◆ PASSAGE
-- BEGIN --
Find out about my work
By Marek Oerlemans
February 2025
Recently, I (re-)discovered the relationship between the C-index and the area under the receiver operator characteristic curve (AUC or AUROC for short). I’ve been working with binary classification data for quite some time, and calculating the AUC to measure model performance is quite standard. Not so long ago I started reading some papers doing survival analysis and I found the C-index. I had heard of it and its definition. The plain language version of the definition is that it’s the probability that the model score for a positive sample is greater than that of a negative sample (in a binary setting). This seems rather disconnected from the idea of an area under a curve made up of the true positive rate (TPR) on the y-axis and the false positive rate (FPR) on the x-axis.
Although this fact has been known for a very long time—there are published articles (here) and many Q&A or blog posts (e.g. here, here, here, and here) on the subject—I still had to wrap my head around how to work it out mathematically. In this post, I’ll try to explain and follow that thought process, and hopefully you’ll learn something from it. Along the way I’ll also explain various concepts of mathematics and statistics that I use.
-- END --
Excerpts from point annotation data
-- BEGIN --
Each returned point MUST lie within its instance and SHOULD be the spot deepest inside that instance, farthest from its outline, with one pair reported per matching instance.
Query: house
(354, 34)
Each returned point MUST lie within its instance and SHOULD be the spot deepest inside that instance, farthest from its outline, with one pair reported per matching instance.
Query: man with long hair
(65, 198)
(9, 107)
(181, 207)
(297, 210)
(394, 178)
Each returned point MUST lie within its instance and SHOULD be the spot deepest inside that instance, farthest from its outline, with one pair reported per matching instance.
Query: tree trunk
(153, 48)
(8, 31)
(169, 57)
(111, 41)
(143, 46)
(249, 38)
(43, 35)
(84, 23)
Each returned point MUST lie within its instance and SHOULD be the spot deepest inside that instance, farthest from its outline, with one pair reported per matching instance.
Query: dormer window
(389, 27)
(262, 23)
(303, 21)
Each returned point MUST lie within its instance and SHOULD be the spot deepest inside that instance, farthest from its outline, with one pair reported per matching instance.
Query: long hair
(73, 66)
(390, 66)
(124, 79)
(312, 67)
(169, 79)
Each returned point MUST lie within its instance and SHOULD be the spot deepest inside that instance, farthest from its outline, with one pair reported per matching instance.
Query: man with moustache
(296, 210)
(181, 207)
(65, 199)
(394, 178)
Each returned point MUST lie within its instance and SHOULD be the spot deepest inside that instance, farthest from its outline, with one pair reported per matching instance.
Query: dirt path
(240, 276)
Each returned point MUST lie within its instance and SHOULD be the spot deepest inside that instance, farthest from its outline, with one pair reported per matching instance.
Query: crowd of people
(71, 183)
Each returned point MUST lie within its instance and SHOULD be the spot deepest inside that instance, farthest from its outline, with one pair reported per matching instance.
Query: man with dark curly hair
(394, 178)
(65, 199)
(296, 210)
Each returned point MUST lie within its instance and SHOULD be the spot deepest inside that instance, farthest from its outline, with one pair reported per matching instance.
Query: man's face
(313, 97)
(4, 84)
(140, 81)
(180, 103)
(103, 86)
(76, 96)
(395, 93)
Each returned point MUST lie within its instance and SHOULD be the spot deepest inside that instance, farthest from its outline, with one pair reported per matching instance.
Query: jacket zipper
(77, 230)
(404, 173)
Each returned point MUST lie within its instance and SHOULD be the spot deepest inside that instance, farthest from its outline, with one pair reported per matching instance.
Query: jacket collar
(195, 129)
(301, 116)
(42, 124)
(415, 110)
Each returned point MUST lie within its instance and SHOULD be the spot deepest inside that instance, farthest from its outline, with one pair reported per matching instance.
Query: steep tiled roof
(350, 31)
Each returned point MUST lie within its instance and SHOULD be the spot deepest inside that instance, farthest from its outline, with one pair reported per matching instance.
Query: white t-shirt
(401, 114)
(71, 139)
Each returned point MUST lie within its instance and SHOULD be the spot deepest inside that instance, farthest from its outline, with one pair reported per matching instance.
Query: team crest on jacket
-- END --
◆ TASK BRIEF
Condense the paragraph of the post on the C-index that begins "Recently, I (re-)discovered" into a short bulleted list that keeps its main facts. These items were taken from a source separate from the post.

◆ RESULT
- I recently (re-)discovered the relationship between the C-index and the AUC (area under the receiver operator characteristic curve, or AUROC).
- I have long worked with binary classification data, where calculating the AUC to measure model performance is standard.
- I came across the C-index while reading survival analysis papers, though I had already heard of it and its definition.
- In plain language, the C-index is the probability that the model score for a positive sample is greater than that of a negative sample (in a binary setting).
- That definition seems disconnected from an area under a curve of the true positive rate (y-axis) against the false positive rate (x-axis).